[EXERCISE MATERIALS]
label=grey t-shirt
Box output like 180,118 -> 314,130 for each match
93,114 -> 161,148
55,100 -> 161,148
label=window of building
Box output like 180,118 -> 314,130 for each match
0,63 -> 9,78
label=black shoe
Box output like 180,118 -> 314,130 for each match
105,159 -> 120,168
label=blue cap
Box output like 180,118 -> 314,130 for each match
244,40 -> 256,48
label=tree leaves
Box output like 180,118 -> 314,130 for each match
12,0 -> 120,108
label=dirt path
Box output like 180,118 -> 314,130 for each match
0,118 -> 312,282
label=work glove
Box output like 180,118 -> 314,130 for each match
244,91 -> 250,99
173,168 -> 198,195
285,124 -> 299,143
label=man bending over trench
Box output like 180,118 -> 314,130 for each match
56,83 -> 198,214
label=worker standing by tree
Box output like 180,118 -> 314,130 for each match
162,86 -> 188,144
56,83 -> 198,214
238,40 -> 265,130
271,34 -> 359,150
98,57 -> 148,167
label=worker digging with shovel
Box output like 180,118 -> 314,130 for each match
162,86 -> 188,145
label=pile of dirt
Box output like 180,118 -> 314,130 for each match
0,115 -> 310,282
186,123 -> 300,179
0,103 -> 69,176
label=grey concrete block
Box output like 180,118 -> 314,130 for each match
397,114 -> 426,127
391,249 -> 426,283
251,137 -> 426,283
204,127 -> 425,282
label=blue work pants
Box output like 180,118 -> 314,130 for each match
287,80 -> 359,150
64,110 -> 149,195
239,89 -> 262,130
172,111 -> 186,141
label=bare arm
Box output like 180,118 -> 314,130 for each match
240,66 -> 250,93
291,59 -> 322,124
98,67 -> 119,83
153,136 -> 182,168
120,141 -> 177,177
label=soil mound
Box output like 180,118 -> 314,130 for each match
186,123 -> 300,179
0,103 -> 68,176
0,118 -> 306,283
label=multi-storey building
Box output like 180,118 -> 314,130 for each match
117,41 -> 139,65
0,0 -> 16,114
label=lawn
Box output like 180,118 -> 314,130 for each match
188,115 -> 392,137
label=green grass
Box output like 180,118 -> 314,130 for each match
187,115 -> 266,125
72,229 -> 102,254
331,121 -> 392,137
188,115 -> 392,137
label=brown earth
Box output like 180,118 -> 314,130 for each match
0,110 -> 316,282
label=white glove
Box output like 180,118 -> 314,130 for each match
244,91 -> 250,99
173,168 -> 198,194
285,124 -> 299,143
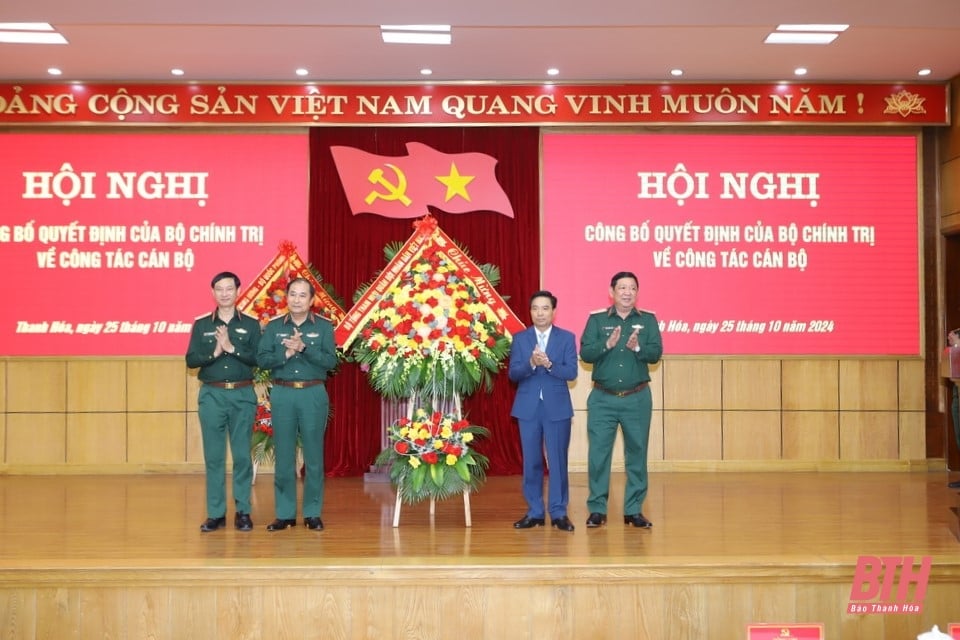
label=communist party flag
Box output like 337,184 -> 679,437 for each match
330,142 -> 513,218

[OBJECTIVE] Could you copy out the items above, from the line containing "label=man bending over trench" through the last line of the items, leaving out the pictures?

[SOLUTION TO THIS TASK]
label=man bending over trench
Box output like 180,118 -> 314,130 for each match
56,83 -> 198,214
label=worker standing by tree
Box output like 180,118 -> 314,130 for each match
162,86 -> 188,144
56,83 -> 198,214
238,40 -> 265,130
271,34 -> 359,150
98,57 -> 148,167
label=worker digging with shovel
Box output like 180,118 -> 314,130 for each match
162,86 -> 188,145
label=pile of dirt
Box output like 180,118 -> 314,130 for each match
0,115 -> 310,282
186,123 -> 300,179
0,103 -> 69,176
label=grey concrete block
Box output like 180,118 -> 314,130 for each match
397,114 -> 426,127
391,249 -> 426,283
251,137 -> 426,283
204,127 -> 425,282
label=blue work pants
Box output like 180,118 -> 314,130 for each match
287,80 -> 359,150
64,110 -> 149,195
239,89 -> 262,130
172,111 -> 186,141
label=bare arm
Box output like 180,118 -> 314,130 for each match
240,66 -> 250,93
291,59 -> 322,124
98,67 -> 119,83
153,136 -> 182,168
120,141 -> 177,177
label=soil mound
Box output like 180,118 -> 314,130 for each match
186,123 -> 300,179
0,103 -> 68,176
0,118 -> 306,283
label=multi-storey building
Box output like 180,118 -> 314,130 for each match
117,41 -> 139,65
0,0 -> 16,114
label=lawn
Box output like 180,118 -> 314,130 for each match
188,115 -> 392,137
label=green grass
Box output like 180,118 -> 314,130 for each match
187,115 -> 266,125
72,229 -> 102,254
331,121 -> 392,137
188,115 -> 392,137
label=brown earth
Box output like 180,118 -> 314,130 for each match
0,110 -> 316,282
label=white glove
Box output like 180,118 -> 314,130 for each match
244,91 -> 250,99
173,168 -> 198,194
285,124 -> 299,143
label=communist party flag
Box output like 337,184 -> 679,437 for each match
330,142 -> 513,218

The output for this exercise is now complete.